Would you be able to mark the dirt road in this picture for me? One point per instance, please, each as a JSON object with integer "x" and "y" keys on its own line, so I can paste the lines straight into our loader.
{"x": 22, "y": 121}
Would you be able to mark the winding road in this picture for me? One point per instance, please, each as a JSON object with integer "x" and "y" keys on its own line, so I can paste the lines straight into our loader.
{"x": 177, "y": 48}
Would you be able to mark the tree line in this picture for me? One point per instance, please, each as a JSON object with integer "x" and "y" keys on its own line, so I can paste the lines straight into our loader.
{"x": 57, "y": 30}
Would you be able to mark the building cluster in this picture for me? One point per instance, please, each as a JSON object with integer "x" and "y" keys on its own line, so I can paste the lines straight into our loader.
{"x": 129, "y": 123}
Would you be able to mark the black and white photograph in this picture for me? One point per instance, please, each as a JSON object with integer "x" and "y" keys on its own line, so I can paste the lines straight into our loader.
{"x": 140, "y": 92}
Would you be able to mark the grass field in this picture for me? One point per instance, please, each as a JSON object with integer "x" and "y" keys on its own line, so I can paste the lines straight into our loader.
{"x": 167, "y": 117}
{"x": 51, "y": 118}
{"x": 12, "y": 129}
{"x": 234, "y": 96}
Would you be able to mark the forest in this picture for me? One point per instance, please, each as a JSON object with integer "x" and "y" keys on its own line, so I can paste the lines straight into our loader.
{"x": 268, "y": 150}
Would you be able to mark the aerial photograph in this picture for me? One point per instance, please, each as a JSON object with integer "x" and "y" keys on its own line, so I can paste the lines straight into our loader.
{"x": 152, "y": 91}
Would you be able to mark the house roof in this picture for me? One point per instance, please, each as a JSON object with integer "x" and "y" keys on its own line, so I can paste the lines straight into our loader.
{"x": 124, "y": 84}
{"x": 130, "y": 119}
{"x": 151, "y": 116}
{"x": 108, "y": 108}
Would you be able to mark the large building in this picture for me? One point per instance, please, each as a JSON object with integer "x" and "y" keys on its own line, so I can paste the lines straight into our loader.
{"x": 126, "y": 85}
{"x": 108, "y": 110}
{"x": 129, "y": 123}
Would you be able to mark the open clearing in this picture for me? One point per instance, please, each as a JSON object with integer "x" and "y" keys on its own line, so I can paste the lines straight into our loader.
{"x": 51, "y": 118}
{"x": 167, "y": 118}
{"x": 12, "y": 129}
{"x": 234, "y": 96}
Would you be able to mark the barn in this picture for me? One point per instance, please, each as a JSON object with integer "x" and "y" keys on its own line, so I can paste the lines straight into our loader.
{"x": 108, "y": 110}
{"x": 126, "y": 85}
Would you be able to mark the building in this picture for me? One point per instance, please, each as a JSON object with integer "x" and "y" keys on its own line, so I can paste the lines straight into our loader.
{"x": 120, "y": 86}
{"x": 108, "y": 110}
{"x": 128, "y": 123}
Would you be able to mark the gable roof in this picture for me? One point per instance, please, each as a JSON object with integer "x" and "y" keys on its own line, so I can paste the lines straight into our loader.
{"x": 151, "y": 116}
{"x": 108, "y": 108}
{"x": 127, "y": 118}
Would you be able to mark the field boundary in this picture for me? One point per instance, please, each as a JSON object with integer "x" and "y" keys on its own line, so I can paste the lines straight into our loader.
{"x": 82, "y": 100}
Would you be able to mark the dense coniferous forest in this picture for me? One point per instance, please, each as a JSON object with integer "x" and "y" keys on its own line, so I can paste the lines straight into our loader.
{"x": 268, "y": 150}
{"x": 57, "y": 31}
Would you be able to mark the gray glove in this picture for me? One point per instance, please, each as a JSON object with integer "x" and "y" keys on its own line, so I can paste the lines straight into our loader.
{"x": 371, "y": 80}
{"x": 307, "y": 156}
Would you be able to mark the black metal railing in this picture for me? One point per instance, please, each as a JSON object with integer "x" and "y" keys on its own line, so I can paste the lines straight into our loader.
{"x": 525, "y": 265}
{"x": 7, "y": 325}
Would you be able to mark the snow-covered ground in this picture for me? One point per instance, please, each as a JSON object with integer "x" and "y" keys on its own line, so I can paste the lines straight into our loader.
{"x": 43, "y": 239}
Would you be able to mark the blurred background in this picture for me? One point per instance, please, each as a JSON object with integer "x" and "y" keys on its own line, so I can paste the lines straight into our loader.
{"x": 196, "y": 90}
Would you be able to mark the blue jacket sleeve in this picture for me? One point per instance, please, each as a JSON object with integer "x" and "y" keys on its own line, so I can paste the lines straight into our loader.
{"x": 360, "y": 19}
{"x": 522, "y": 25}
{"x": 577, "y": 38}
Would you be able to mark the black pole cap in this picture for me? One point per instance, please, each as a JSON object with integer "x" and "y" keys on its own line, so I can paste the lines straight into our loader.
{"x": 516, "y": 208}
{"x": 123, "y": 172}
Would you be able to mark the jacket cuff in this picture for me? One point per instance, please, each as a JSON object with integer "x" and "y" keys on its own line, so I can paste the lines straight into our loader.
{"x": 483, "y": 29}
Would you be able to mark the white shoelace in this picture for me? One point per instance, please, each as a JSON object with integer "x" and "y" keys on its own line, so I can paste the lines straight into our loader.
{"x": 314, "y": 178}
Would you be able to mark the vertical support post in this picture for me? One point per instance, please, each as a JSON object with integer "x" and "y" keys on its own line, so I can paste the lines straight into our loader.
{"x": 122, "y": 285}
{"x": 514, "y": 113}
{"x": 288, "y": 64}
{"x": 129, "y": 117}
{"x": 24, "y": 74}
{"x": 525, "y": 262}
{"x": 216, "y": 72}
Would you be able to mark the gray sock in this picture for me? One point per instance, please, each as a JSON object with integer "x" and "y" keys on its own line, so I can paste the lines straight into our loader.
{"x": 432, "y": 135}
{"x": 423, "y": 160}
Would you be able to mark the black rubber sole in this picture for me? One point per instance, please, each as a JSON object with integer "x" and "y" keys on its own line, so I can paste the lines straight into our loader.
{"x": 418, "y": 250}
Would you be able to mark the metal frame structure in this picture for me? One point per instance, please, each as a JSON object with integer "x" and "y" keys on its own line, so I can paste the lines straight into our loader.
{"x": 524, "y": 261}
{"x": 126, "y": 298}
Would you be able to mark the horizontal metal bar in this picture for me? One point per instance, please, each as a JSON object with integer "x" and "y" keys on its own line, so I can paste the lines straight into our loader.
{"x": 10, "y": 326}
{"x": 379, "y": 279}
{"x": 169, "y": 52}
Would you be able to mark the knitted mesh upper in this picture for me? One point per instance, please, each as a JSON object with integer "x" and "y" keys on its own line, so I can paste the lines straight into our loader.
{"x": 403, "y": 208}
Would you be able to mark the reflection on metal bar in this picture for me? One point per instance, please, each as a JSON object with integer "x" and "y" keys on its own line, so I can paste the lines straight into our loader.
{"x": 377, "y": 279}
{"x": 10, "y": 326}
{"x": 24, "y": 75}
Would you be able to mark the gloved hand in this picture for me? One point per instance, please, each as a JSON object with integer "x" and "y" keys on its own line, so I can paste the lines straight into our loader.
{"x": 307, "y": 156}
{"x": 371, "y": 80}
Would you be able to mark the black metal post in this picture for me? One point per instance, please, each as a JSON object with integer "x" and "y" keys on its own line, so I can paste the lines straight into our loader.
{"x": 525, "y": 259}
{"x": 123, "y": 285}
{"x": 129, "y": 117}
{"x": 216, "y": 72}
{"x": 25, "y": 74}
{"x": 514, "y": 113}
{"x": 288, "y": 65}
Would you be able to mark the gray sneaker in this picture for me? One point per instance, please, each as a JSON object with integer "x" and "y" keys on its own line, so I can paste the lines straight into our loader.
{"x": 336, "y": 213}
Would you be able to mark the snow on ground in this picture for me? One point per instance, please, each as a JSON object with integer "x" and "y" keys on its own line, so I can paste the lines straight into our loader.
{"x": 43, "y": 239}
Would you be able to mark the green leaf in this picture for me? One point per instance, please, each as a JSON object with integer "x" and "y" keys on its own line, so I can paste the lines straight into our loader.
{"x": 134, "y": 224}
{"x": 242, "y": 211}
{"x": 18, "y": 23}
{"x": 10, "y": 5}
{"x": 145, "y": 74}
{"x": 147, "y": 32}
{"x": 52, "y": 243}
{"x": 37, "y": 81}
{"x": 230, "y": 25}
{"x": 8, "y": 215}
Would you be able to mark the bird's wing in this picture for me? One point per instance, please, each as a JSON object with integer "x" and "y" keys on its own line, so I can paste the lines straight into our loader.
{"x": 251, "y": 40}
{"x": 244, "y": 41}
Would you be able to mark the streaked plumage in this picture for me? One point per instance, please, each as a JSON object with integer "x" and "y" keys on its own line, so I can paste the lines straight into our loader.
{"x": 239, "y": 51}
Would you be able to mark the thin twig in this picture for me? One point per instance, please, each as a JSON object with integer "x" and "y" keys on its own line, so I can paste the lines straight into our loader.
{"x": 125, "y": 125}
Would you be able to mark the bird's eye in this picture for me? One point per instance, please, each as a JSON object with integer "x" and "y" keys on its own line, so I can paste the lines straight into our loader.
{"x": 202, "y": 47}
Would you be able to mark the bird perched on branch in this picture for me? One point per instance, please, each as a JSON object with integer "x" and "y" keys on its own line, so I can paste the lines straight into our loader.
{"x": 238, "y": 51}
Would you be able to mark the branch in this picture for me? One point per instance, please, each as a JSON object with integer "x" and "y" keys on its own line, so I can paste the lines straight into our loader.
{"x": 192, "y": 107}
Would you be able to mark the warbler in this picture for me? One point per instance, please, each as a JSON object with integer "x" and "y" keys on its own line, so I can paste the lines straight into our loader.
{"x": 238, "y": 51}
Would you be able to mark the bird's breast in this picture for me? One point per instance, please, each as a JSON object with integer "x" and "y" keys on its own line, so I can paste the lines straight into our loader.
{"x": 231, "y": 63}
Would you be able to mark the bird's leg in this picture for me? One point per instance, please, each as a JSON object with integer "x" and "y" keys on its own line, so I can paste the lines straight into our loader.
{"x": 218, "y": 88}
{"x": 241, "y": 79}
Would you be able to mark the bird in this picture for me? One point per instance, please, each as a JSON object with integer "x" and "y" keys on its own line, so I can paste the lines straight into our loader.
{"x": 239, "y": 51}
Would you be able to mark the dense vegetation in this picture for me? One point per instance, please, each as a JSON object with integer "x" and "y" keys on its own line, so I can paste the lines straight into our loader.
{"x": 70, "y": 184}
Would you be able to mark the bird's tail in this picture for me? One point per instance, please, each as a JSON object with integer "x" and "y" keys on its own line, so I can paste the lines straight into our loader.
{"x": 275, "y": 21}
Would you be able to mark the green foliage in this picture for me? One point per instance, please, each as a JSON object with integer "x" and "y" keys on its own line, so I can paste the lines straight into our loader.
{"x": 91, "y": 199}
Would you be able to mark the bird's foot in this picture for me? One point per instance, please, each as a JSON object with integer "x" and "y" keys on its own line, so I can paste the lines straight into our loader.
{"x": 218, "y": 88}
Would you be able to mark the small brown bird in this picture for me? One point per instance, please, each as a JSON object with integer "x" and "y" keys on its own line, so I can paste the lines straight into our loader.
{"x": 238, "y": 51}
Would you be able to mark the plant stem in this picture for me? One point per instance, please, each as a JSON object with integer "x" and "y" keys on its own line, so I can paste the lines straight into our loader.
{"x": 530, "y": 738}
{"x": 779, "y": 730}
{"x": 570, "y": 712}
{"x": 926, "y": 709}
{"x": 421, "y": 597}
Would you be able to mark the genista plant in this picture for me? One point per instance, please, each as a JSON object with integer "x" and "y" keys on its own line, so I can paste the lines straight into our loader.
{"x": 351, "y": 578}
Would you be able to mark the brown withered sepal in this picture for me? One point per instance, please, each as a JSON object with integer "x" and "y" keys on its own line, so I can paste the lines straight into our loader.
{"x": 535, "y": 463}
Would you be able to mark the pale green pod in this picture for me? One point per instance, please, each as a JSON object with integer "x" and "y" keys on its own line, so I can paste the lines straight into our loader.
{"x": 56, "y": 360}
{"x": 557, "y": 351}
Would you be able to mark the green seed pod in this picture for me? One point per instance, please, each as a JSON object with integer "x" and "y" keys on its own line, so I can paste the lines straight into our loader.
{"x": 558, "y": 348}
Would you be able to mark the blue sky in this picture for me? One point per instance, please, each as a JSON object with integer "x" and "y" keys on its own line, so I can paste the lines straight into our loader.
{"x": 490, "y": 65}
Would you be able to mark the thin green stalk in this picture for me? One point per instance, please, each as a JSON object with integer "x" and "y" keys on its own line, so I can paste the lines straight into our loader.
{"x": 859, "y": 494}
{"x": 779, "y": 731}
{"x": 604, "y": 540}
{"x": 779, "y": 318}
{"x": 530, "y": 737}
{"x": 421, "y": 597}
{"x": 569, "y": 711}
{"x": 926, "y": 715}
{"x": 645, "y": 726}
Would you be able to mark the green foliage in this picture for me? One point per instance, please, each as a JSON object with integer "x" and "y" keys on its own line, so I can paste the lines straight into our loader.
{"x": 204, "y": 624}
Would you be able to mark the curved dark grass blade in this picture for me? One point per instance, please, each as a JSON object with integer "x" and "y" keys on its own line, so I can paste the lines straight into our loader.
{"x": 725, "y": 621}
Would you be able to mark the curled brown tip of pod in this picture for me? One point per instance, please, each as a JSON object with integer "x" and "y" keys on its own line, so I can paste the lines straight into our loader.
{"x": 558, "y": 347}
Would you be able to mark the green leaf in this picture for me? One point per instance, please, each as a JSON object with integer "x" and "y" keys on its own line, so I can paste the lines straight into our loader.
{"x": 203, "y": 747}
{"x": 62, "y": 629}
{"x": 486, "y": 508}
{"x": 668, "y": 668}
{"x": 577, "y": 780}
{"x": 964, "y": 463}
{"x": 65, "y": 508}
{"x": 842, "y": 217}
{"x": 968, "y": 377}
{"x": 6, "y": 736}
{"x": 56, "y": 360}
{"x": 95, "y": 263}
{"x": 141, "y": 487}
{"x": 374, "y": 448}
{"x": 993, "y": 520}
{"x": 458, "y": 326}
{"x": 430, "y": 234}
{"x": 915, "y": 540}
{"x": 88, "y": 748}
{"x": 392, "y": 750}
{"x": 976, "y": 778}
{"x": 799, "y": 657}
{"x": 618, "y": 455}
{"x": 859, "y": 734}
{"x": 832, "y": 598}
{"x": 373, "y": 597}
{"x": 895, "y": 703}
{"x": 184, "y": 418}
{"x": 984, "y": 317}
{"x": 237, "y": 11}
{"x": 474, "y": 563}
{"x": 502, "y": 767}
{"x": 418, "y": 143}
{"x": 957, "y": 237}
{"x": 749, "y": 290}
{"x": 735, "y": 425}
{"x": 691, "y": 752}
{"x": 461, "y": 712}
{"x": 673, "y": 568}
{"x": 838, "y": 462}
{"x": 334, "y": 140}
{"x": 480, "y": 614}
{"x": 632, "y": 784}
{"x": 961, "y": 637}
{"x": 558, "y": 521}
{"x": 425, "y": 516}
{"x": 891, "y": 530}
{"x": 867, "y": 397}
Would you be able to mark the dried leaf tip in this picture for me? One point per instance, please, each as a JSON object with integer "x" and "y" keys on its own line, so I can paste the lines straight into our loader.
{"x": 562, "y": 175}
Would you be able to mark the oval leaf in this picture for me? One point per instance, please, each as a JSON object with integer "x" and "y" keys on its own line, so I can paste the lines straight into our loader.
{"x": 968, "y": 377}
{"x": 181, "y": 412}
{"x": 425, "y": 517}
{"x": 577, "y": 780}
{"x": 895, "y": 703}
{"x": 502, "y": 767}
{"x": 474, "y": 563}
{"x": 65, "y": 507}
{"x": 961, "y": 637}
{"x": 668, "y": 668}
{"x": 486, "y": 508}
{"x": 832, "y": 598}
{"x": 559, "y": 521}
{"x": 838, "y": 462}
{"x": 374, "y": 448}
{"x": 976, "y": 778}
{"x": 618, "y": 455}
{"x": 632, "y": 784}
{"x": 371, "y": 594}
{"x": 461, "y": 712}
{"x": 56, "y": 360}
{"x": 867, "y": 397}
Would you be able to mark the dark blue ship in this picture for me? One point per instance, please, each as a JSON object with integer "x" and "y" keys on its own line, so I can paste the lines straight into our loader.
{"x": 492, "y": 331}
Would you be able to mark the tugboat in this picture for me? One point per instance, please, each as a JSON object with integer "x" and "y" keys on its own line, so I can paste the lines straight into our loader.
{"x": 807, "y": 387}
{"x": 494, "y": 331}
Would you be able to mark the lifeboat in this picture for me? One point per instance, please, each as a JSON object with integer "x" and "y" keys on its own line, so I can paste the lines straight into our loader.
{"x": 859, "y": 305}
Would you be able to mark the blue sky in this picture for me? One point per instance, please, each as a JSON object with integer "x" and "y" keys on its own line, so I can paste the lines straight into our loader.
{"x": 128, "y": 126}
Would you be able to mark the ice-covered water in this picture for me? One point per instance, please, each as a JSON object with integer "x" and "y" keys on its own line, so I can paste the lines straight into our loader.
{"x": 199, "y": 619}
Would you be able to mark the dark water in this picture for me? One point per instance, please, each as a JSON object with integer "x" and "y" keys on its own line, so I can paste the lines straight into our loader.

* * *

__Requirement__
From the line containing "Would you be able to mark the lifeboat" to the final line of the entries, print every line exactly and nothing else.

__Written response__
Would you be able to mark the lifeboat in this picture for me? One point per instance, please, each as a JSON object with integer "x" and "y" keys on its own line, so I can paste the lines straight into our loader.
{"x": 859, "y": 305}
Would you be able to mark the blue sky in this picture for me? One point per instance, please, each as a JSON object with integer "x" and "y" keys on its own line, so I can paste the lines straight into our loader.
{"x": 128, "y": 126}
Would you be able to mark the ice-covered water in this picture for me? One point per instance, please, each as a JSON object with integer "x" and "y" keys on its own line, so I can paste the lines straight into our loader.
{"x": 199, "y": 619}
Would you be able to mark the dark water in this picture for me? One point per instance, please, each as a JSON object with integer "x" and "y" keys on its own line, so I can paste the lines straight into our loader.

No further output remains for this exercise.